- En savoir plus
- Les auteurs
In 1981, the Italian designer Ettore Sottsass, emerging from the adventure of the Alchymia studio, brought together a collective of young architects and designers around him in order to shatter the codes of modernity. His aura attracted leading creators such as Andrea Branzi, Michael Graves, Shiro Kuramata, Alessandro Mendini and Marco Zanuso.
Memphis' first exhibition in Milan, in 1981, had the effect of a bomb on the European design landscape, and radically renewed the language of shapes and colors. The group understood the object through its meaning and its presence, leaving the field of sole functionality to embrace that of visual communication, carried by an unprecedented freedom.
Thanks to the support of Ernesto Gismondi, the president of Artemide, the eight collections that Memphis produced until 1988 were a resounding success on a global scale, with objects that became classics, such as the Carlton bookshelves by Ettore Sottsass, the First chair by Michele De Lucchi or the Super lamp by Martine Bedin.
On the occasion of the exhibition at the MADD-Bordeaux, this book returns to the genesis of this movement which put democratic culture at the heart of design and reintegrated ornament and decoration into its codes with irreverent humor.
Accompanied by testimonies from its founding members, it reproduces all of the collective's pieces, almost 400 works.
Work co-published with the MADD-Bordeaux.
21 x 28 cm, 216 pages, 450 illustrations. Soft cover with dust jacket
Constance Rubini is director of the MADD-Bordeaux, where she notably organized the retrospective “Construction: Martin Szekely” in 2018. An art historian, she was in charge of the cultural programming of the Museum of Decorative Arts in Paris, and curator of the exhibitions “Nobody's Perfect by Gaetano Pesce” (2002-2003), “Inga Sempé” (2003), and “Drawing design” (2009-2010). In 2010, she was general curator of the Biennale Internationale Design Saint-Étienne.
Jean Blanchaert is an art critic and gallery owner in Milan. He is the curator of numerous exhibitions, including “Robert Wilson in Glass” at the Berengo Foundation in 2017 and “Homo Faber: Crafting a More Human Future” at the Cini Foundation in Venice in 2018.
Contributions from Andrea Branzi, Michele De Lucchi, Martine Bedin, Barbara Radice and George Sowden.

### To do
1. Translate into Spanish this sentence from the text on the Memphis collective: "Accompanied by testimonies from its founding members, it reproduces all of the collective's pieces, almost 400 works."
2. Quote the text on the Memphis collective word for word, beginning at the words "21 x 28 cm, 216" and stopping after "and George Sowden.".

### Information
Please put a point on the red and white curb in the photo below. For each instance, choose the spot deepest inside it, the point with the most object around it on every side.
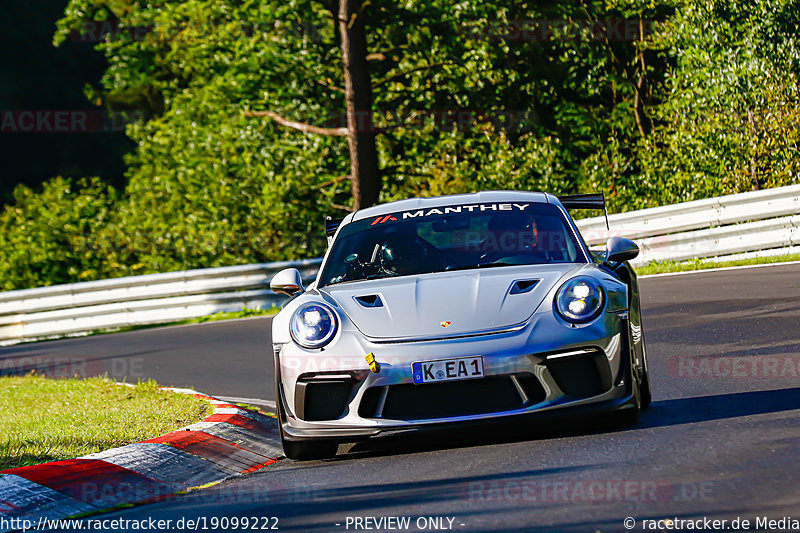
(231, 442)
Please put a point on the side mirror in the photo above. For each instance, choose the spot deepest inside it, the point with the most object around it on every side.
(619, 249)
(287, 282)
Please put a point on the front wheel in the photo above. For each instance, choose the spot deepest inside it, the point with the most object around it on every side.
(304, 450)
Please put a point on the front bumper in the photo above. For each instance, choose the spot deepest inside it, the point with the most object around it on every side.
(542, 368)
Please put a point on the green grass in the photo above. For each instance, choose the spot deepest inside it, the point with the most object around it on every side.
(45, 419)
(660, 267)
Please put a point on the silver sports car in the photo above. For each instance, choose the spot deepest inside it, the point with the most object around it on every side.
(459, 309)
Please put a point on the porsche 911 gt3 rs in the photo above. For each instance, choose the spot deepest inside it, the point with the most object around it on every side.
(458, 309)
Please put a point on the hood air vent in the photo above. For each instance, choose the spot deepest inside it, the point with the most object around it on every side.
(526, 285)
(370, 300)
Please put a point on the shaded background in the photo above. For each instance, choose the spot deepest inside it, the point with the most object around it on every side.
(36, 75)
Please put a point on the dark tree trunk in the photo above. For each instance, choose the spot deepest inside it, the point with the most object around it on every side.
(364, 172)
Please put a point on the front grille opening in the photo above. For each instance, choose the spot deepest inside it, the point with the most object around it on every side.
(581, 375)
(450, 399)
(317, 400)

### Solution set
1. Acompañado de testimonios de sus miembros fundadores, reproduce todas las piezas del colectivo, casi 400 obras.

2.
21 x 28 cm, 216 pages, 450 illustrations. Soft cover with dust jacket
Constance Rubini is director of the MADD-Bordeaux, where she notably organized the retrospective “Construction: Martin Szekely” in 2018. An art historian, she was in charge of the cultural programming of the Museum of Decorative Arts in Paris, and curator of the exhibitions “Nobody's Perfect by Gaetano Pesce” (2002-2003), “Inga Sempé” (2003), and “Drawing design” (2009-2010). In 2010, she was general curator of the Biennale Internationale Design Saint-Étienne.
Jean Blanchaert is an art critic and gallery owner in Milan. He is the curator of numerous exhibitions, including “Robert Wilson in Glass” at the Berengo Foundation in 2017 and “Homo Faber: Crafting a More Human Future” at the Cini Foundation in Venice in 2018.
Contributions from Andrea Branzi, Michele De Lucchi, Martine Bedin, Barbara Radice and George Sowden.